*** Extracted material Section Begins ***

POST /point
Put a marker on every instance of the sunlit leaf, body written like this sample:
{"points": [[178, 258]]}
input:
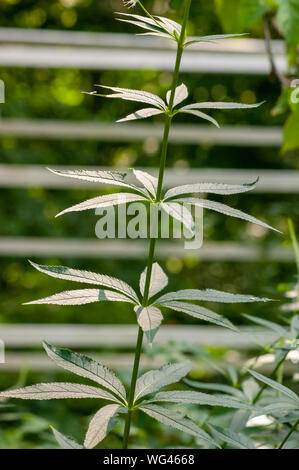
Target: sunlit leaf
{"points": [[154, 380], [100, 425]]}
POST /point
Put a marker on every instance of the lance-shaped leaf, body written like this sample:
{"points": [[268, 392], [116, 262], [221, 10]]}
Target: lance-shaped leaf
{"points": [[213, 188], [65, 442], [221, 105], [81, 297], [232, 438], [112, 178], [224, 209], [276, 385], [149, 182], [154, 380], [158, 281], [84, 366], [87, 277], [158, 24], [100, 425], [201, 313], [175, 420], [141, 114], [185, 396], [104, 201], [216, 387], [135, 95], [208, 295], [181, 93], [180, 213], [58, 390], [199, 114], [211, 38], [149, 319]]}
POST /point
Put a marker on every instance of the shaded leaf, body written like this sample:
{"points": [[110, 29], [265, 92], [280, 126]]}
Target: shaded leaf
{"points": [[65, 442], [233, 438], [224, 209], [158, 281], [208, 295], [276, 385], [201, 313], [186, 396], [176, 420], [57, 390], [86, 367], [154, 380]]}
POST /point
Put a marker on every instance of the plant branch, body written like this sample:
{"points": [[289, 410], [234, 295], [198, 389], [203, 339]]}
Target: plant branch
{"points": [[167, 125], [293, 428]]}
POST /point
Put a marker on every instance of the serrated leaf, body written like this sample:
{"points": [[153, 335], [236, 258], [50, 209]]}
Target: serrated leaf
{"points": [[149, 319], [100, 425], [135, 95], [65, 442], [186, 396], [149, 182], [57, 390], [213, 188], [233, 438], [175, 420], [181, 93], [154, 380], [221, 105], [201, 313], [84, 366], [199, 114], [277, 386], [81, 297], [158, 281], [224, 209], [141, 114], [216, 387], [180, 213], [87, 277], [113, 178], [104, 201], [208, 295]]}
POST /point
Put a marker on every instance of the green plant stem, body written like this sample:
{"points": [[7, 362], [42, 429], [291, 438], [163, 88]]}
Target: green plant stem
{"points": [[167, 125], [293, 428], [276, 368], [294, 242]]}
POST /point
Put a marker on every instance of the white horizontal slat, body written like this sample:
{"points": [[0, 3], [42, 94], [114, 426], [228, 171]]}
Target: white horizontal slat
{"points": [[193, 134], [134, 249], [124, 40], [208, 58], [124, 336], [271, 181]]}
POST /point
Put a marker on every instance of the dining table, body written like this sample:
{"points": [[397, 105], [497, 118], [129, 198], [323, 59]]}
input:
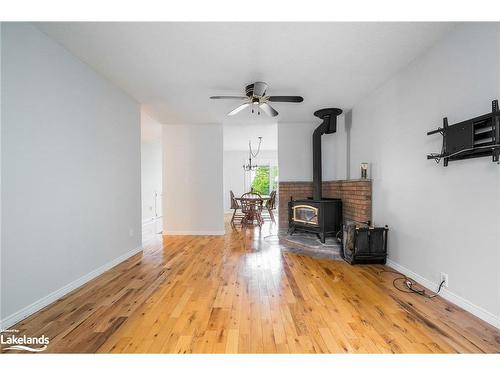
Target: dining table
{"points": [[255, 212]]}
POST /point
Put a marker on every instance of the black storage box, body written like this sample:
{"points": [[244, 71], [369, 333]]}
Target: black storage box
{"points": [[364, 244]]}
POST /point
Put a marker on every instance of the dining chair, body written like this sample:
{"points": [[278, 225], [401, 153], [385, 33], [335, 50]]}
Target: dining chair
{"points": [[251, 206], [235, 206], [271, 205]]}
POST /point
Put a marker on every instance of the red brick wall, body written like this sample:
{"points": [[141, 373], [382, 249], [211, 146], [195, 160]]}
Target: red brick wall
{"points": [[356, 197]]}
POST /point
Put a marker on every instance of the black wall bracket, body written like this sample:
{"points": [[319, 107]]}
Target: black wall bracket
{"points": [[472, 138]]}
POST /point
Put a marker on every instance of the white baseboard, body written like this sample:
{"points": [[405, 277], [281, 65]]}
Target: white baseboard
{"points": [[194, 233], [481, 313], [54, 296]]}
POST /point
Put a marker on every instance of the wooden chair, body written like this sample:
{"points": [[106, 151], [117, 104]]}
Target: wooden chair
{"points": [[251, 206], [235, 206], [271, 205]]}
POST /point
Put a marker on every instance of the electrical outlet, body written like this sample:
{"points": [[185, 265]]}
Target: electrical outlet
{"points": [[444, 277]]}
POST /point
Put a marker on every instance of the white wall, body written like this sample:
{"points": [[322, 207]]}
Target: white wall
{"points": [[1, 117], [440, 219], [70, 171], [151, 167], [295, 151], [193, 179], [234, 175]]}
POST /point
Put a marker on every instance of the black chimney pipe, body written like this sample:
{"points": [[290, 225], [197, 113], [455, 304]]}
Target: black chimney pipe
{"points": [[328, 126]]}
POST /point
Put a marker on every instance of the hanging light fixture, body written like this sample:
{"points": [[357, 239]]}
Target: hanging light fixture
{"points": [[251, 167]]}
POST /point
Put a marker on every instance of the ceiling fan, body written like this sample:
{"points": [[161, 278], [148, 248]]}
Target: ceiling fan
{"points": [[256, 98]]}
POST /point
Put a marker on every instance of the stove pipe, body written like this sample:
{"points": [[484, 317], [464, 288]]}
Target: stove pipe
{"points": [[328, 126]]}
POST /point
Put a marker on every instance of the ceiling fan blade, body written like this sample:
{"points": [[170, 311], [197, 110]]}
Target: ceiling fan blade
{"points": [[238, 109], [268, 109], [229, 97], [286, 99], [259, 88]]}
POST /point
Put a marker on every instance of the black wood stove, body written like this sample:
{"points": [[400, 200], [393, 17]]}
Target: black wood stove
{"points": [[319, 215]]}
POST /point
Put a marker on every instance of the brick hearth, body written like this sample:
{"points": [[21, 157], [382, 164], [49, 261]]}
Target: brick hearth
{"points": [[356, 197]]}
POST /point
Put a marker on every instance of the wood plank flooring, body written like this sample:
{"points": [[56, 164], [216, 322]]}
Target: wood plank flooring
{"points": [[241, 293]]}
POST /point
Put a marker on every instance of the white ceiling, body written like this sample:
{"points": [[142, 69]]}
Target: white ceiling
{"points": [[172, 68]]}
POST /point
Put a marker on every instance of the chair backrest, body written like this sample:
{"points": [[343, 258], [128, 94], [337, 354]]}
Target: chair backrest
{"points": [[271, 202], [234, 202], [250, 201], [252, 195]]}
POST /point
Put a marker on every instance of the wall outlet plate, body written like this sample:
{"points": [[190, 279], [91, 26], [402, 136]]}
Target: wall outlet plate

*** Extracted material Section Ends ***

Among the lines above, count those containing the word "plate" and give nothing but the result.

2